** Fragmento del documento **
# ST-BY en Tda7377



## Ivancithow (Feb 2, 2012)

Hola q Tal Gente fijense q soy nuevo en este foro y kisiera saber si alguien me puede decir como se conecta la terminal No. 7 de este amplificador porq no entiendo q es "ST-BY" Graicas..


----------



## DOSMETROS (Feb 2, 2012)

Stand By , es esperando , on off , como mute . . .

Fijate que el datasheet dice que lleva una resistencia de 10 k en serie y  un capacitor de 10 uF a masa.

Poniendo a positivo o a masa la punta de la resistencia , se enciende o apaga.

http://www.google.com.ar/url?sa=t&rct=j&q=tda7377+pdf&source=web&cd=1&ved=0CCUQFjAA&url=http%3A%2F%2Fwww.e-ele.net%2FDataSheet%2FTDA7377.pdf&ei=M0srT-H4F8_82gXhwqCPDw&usg=AFQjCNFuJDEH1GH0PCggT6M2EUbGycQ_rA


 Saludos !


----------



## Ivancithow (Feb 2, 2012)

Ok MuChisimasGracias men lo voi a probar con esto q me dijiste por que ya lo habia armado en protoboard pero no salia la señal pero deplano era por eso Ok Muchisimas Gracias.


----------

** Tarea propuesta **
Edita el tramo del hilo sobre el TDA7377 que va desde "## DOSMETROS (Feb" hasta "enciende o apaga." y pon "condensador" en lugar de "capacitor".

** Extracto de datos **
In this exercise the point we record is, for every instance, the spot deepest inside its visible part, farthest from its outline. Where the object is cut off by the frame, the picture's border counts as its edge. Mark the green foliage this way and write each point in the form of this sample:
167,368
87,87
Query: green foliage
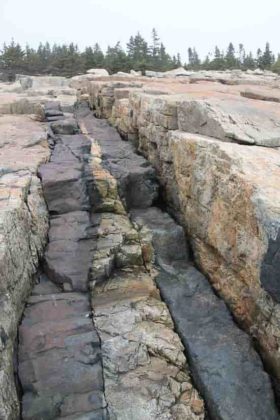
67,60
276,65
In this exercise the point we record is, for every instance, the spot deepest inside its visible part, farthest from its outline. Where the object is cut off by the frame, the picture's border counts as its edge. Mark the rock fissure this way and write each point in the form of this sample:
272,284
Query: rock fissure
121,324
189,284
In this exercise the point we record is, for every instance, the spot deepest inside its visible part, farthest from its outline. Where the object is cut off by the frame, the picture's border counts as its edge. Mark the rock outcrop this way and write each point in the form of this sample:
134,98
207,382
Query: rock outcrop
224,193
193,305
23,234
121,324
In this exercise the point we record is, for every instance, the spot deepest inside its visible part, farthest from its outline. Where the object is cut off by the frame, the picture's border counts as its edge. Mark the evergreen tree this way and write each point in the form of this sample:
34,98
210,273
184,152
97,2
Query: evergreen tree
230,60
116,59
12,59
267,59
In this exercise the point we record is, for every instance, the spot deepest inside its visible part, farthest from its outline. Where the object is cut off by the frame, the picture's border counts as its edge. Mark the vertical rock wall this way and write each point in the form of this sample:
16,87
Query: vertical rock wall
225,194
23,233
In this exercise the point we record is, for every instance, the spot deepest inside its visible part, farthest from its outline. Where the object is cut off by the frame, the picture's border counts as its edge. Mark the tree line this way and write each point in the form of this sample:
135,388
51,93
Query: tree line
139,55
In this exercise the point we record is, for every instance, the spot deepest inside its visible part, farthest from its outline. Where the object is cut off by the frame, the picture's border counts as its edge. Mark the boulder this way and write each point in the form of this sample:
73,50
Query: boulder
136,73
98,72
23,236
180,71
233,120
67,126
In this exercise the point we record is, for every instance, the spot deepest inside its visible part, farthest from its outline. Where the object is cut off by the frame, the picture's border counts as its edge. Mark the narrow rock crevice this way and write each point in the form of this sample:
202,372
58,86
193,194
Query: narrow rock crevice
60,365
222,357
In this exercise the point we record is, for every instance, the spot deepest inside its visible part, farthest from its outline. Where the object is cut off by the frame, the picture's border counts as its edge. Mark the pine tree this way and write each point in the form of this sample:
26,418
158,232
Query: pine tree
230,59
12,59
116,59
267,58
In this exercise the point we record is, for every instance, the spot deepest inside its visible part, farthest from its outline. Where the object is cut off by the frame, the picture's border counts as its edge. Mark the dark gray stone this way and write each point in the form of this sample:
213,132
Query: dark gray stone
224,364
136,178
270,271
168,240
67,126
69,253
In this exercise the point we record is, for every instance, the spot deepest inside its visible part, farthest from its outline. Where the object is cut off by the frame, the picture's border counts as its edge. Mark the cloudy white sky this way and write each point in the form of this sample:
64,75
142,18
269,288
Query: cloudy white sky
180,23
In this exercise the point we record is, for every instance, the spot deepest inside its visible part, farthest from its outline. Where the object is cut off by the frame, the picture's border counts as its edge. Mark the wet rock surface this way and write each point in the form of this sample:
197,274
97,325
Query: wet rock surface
97,341
60,366
126,363
23,235
226,195
223,360
222,357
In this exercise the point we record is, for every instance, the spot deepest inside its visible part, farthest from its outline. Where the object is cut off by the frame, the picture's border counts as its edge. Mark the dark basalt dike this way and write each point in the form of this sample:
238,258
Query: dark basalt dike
60,356
271,268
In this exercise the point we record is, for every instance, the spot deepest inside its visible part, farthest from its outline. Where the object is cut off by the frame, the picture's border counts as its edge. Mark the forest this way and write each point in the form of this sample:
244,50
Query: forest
138,54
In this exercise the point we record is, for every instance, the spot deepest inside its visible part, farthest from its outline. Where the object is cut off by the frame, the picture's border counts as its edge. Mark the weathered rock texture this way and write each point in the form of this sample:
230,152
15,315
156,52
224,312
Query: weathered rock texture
128,363
205,325
60,367
23,232
145,369
225,194
28,93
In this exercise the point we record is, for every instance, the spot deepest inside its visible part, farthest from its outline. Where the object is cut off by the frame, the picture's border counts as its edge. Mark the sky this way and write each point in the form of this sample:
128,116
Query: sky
180,24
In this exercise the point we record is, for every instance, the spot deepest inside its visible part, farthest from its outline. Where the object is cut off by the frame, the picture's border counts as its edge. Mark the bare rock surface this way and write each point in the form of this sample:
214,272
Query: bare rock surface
23,232
135,177
270,95
222,357
224,194
231,120
29,92
59,359
60,366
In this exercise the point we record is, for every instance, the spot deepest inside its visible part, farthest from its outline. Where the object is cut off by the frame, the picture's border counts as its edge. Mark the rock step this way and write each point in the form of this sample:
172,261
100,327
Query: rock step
226,368
136,178
59,358
145,371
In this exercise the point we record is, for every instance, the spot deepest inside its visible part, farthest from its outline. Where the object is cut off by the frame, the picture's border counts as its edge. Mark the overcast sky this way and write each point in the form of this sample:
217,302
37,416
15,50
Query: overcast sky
180,23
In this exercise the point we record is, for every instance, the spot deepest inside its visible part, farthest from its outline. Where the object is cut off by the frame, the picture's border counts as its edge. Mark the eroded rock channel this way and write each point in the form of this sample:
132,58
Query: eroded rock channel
97,340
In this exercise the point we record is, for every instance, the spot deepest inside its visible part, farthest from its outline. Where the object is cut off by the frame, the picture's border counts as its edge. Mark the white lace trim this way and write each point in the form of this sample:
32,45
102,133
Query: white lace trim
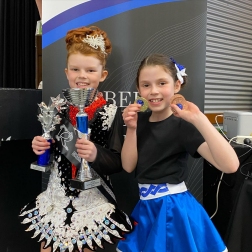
92,209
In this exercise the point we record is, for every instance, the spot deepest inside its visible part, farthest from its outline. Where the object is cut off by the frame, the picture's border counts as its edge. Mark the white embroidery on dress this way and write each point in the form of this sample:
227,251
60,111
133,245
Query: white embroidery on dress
91,206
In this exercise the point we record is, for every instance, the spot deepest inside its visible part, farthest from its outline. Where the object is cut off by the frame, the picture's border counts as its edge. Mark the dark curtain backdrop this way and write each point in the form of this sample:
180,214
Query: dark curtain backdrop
18,19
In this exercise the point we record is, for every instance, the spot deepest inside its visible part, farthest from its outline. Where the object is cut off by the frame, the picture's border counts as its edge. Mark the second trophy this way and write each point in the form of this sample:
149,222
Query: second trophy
81,98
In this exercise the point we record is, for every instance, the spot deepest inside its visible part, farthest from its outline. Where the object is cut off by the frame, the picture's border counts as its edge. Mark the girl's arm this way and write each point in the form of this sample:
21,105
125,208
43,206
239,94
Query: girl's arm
215,149
129,150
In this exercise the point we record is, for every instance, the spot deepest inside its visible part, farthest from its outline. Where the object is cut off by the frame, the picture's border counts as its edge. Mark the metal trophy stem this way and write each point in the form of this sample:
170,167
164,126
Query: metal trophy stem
49,118
82,97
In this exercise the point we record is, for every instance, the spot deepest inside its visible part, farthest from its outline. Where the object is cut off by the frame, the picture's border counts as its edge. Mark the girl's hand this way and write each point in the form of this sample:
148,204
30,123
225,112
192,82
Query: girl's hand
86,149
40,145
191,114
130,115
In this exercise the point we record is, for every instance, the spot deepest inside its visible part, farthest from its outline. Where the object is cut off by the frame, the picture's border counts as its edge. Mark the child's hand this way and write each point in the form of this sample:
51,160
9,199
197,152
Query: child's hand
191,114
130,115
40,145
86,149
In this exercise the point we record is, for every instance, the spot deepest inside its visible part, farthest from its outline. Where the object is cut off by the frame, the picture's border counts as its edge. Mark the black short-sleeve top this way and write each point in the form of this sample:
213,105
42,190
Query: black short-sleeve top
163,149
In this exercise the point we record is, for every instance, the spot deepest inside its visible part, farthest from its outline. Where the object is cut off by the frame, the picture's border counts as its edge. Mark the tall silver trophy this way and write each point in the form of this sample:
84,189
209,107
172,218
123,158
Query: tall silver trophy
81,98
48,117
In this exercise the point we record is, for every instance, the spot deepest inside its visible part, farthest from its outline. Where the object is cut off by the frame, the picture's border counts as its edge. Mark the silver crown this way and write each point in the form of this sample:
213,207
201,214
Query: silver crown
80,96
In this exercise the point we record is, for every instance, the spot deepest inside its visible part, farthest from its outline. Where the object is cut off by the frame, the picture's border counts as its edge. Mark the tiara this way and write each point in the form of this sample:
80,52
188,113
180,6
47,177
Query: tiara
95,42
180,70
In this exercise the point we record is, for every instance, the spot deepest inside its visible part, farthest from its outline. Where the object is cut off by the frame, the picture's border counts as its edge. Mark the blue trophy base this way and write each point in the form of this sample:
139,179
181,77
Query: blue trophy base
43,168
84,185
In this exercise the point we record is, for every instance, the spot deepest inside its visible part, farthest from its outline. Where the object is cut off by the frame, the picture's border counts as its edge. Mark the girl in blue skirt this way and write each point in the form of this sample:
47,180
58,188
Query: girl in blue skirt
157,144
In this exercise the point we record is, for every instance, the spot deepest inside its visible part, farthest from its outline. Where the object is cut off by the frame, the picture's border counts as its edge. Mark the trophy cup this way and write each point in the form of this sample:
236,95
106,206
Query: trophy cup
49,118
81,98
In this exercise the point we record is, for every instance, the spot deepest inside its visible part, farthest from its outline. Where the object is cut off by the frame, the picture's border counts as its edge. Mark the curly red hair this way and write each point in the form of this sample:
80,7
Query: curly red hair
74,43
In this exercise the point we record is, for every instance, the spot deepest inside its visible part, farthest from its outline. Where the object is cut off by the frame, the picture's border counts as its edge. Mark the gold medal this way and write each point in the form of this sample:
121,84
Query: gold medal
179,100
143,102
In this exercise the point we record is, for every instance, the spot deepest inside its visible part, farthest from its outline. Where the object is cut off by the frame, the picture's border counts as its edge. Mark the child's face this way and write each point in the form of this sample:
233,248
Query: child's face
84,71
157,87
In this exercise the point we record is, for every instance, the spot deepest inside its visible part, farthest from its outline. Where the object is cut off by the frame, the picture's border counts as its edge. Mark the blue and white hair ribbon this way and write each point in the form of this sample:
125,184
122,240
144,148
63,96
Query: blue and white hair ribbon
180,71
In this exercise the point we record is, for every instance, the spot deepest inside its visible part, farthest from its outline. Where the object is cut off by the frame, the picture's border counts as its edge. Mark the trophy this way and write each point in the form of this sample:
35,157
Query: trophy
81,98
49,118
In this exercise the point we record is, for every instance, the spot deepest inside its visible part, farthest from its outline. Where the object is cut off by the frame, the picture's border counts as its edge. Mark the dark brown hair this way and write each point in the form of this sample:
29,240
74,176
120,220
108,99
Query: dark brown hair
159,60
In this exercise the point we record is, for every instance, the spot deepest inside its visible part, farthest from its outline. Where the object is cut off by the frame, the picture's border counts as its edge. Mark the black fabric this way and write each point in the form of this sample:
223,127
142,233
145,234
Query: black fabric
163,149
18,21
107,162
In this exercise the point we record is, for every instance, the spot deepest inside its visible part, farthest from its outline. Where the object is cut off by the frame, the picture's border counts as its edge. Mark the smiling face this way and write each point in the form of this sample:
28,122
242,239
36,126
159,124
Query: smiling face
84,71
157,86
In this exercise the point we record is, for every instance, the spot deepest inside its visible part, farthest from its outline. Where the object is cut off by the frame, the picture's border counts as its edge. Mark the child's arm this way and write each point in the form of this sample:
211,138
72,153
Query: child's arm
129,150
215,149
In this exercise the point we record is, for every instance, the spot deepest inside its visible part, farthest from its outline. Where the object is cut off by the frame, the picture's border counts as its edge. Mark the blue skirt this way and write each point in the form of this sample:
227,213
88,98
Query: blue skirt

** Respuesta del ejercicio **
## DOSMETROS (Feb 2, 2012)

Stand By , es esperando , on off , como mute . . .

Fijate que el datasheet dice que lleva una resistencia de 10 k en serie y  un condensador de 10 uF a masa.

Poniendo a positivo o a masa la punta de la resistencia , se enciende o apaga.